_What is being asked_
Find every line below that contains the word "ridge" and copy it out.
-- Opening Marker --
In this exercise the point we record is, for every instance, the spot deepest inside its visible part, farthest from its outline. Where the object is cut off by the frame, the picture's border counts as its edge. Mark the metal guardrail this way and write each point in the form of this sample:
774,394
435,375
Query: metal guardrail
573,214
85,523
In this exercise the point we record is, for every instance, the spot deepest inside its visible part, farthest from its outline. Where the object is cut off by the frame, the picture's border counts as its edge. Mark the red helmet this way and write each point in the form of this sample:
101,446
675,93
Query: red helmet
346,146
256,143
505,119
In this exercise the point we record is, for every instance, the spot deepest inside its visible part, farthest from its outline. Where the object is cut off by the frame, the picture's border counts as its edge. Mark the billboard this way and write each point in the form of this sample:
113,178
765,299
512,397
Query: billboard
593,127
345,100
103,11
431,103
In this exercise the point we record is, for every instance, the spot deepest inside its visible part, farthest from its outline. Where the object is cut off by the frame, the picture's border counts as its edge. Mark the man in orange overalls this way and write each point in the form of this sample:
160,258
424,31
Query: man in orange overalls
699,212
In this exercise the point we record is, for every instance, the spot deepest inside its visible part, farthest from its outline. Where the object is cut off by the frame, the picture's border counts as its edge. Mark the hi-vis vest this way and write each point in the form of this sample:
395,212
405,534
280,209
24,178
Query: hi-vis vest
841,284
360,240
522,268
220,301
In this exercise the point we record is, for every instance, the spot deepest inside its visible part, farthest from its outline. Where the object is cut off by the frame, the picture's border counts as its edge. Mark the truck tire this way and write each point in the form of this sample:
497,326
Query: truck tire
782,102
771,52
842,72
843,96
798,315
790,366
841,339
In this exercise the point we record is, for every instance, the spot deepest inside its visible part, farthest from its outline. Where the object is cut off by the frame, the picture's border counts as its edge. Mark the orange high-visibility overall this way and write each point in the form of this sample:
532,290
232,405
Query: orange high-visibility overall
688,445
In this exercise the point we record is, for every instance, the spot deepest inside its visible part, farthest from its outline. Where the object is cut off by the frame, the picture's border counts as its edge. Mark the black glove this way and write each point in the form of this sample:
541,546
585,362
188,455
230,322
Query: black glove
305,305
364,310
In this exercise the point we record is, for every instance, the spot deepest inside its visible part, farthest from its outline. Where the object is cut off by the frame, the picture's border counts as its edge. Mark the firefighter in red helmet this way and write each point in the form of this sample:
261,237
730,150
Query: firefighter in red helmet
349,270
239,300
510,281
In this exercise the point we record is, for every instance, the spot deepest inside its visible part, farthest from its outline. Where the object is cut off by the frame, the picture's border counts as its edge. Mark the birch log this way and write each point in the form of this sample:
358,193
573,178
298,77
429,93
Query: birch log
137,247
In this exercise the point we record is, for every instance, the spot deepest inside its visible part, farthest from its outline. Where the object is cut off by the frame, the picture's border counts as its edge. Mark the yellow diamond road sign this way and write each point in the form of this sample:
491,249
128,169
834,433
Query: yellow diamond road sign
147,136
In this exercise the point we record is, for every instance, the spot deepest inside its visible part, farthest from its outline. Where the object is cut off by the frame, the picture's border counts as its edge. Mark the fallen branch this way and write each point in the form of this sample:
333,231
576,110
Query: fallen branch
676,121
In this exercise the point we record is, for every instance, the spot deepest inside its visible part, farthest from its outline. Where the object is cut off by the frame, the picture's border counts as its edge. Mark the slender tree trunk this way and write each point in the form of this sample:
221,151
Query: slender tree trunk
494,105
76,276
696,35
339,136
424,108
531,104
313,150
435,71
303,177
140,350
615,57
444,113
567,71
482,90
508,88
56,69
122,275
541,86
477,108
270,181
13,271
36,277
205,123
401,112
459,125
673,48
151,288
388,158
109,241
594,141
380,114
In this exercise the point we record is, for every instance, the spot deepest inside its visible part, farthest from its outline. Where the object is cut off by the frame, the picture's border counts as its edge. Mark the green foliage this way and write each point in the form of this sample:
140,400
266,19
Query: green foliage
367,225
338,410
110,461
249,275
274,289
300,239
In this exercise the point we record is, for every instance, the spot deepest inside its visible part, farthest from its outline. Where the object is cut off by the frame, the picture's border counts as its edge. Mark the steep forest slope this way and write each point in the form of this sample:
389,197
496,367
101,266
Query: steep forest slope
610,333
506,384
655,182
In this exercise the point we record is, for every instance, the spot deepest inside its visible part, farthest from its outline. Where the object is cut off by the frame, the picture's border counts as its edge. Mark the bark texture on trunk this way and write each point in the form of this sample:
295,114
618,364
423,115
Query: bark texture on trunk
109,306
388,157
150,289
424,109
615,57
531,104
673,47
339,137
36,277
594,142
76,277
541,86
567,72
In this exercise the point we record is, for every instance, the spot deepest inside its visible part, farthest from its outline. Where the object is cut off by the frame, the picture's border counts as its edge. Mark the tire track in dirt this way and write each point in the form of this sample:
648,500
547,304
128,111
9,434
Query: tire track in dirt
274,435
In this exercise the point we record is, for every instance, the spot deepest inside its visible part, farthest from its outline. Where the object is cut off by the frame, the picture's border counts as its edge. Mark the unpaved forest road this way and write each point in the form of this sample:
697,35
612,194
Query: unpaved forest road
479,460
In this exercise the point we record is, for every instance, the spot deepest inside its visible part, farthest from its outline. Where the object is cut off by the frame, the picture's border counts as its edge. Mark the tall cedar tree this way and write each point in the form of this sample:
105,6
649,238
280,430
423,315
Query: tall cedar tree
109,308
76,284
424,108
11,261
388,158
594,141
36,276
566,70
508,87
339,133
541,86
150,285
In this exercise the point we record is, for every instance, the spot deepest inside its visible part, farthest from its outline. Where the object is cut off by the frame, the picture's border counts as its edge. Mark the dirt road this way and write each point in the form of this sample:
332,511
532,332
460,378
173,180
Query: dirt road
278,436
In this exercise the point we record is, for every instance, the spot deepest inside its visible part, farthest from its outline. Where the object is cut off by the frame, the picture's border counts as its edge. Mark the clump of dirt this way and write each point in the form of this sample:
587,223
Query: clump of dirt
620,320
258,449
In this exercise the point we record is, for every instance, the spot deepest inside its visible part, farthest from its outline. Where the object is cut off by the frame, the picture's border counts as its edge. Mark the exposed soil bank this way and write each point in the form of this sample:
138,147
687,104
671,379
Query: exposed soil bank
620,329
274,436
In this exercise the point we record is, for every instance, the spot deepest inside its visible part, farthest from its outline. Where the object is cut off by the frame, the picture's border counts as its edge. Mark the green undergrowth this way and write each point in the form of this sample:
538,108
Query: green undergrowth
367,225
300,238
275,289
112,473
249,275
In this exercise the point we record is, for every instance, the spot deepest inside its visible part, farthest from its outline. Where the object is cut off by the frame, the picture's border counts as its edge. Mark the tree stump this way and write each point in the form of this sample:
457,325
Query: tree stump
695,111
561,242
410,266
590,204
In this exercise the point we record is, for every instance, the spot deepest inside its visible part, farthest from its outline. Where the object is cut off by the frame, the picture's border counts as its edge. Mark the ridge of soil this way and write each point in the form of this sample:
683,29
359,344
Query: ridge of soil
-- Closing Marker --
_Output below_
In this exercise the point we record is, for every instance, the spot deepest inside its visible part, farthest from its outline. Where the object is cut off by the frame, the picture's border counts as its edge. Mark the ridge of soil this way and write each point in the form of this sample:
Query: ridge of soil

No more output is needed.